* [TO DO]
[A] Please output the passage of the career post from "I'm proud of" to "didn't buy it.".
[B] In the career post, what platform does the writer's new employer use exclusively?
[C] Extend the career post with further text, picking up after its final sentence.

I'm proud of what my team and I were able to accomplish. Unfortunately my boss wasn't as impressed. In October 2004, with no discussion or explanation and while I was actively interviewing for my third direct report, I had all my direct reports reassigned to another manager, my decision-making authority was also moved to this other person, and I was told my new role would be simply to do development. It was spun as a good thing; this was a role I could "grow with" and "move the company forward". I didn't buy it.

I stuck it out for two years, and in September 2006 I brought it to my manager's attention that I wasn't very happy with how things were going. I had been moved from an office near executives who were often gone or in closed-door meetings to a noisy cube beside the call center. Projects were being scheduled so tightly it felt like I was in a pressure cooker. I was doing purely Notes client development and web development was being outsourced. I was told I was more valuable cranking out Notes client applications and didn't have the time to slow down and learn anything new.

My boss admitted he was seriously concerned since he knew if I left a tremendous amount of business knowledge would be walking out the door. He committed to hiring another person to take some of the workload off me and keep him from being in a desperate position if I did decide to leave. He also committed to addressing the working environment issue, and freeing up some time for me to get involved in building a more modern skillset.

I reminded my boss again in December of his promises, he agreed to get on it. I reminded him again in March. A couple of weeks ago we had virtually the same conversation from last September, only this time I had a resignation letter in my hand. He was genuinely surprised. We did come to an agreement that has me finishing up some projects and providing transitional training to current IT staff and whomever the hire to fill my position. I didn't say "replace me" because they could never do that. ;-)

Soon I will be settling into my new job and will provide more specifics shortly. The big change is my new employer is purely a Microsoft shop, and I'll be doing mostly VB, Access and SQL Server work. The last time I used Outlook was in 1998, so this should be interesting. I'll be sure to keep a list of the "but in Notes I could..." moments, and share them.

* [Named-object pointing records]

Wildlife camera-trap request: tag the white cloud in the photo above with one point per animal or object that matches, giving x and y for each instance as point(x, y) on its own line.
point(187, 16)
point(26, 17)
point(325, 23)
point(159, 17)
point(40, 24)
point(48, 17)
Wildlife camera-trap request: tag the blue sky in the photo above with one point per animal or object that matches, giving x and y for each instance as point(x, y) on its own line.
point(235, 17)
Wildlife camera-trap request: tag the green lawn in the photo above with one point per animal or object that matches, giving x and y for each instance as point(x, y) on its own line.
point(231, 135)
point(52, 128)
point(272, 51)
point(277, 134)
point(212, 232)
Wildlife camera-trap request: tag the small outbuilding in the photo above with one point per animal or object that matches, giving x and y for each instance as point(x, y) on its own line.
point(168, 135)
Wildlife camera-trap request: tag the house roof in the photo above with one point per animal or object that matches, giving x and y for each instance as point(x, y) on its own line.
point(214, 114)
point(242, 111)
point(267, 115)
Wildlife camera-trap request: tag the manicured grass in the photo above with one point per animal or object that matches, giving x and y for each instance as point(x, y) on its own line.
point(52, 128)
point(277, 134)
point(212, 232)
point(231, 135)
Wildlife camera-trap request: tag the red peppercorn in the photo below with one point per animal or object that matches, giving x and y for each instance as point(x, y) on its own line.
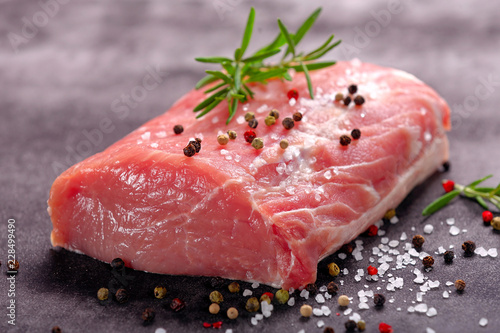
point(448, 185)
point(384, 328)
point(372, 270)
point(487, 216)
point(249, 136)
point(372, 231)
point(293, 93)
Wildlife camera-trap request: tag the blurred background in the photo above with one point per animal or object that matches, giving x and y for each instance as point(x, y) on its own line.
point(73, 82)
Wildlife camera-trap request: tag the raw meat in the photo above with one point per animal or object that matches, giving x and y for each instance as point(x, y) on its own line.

* [OUTPUTS BY TASK]
[A]
I'm proud of what my team and I were able to accomplish. Unfortunately my boss wasn't as impressed. In October 2004, with no discussion or explanation and while I was actively interviewing for my third direct report, I had all my direct reports reassigned to another manager, my decision-making authority was also moved to this other person, and I was told my new role would be simply to do development. It was spun as a good thing; this was a role I could "grow with" and "move the company forward". I didn't buy it.

[B] Microsoft.

[C]
  1. I empathize with the difficult situation you were in. I've been there in the past. Unfortunately, it seems like if an employer/manager doesn't "get it" on their own, or at least the 1st time you point it out, it just isn't going to happen. And you end up having to make a decision like you made - and I've known a few people who would fuss too much and the employer made the decision for them.

    From the variety of things you were able to do in the past, I am sure that you will do well in your new position. Best of luck, and please do keep us informed of your insights RE Notes vs MS .

  2. Hey Charles...congratulations! Sounds like you endured a bad situation for long enough. Best of luck on the new gig. Looking forward to hearing your insights on the MS world. Cheers!

  3. Congrats Charles!

    It sounds like you made the best of a bad situation and left in a very professional manner, that will always speak volumes about your character and integrity; much like your recent comment on my blog about doing the right thing...you obviously practice what you preach.

    I wish you the best of luck and am sorry that you will not be continuing in the world of all things Lotus, you definately have a lot to offer in whatever technology you venture.


  4. Best wishes Charles!! I'm sure you'll do great in your new venture!

  5. Best of luck on the new gig, Charles. Glad to hear you got out of a situation that was making you unhappy!

  6. Congratulations on a new post, and I hope that your new management delivers with greater consistency and honesty then your old.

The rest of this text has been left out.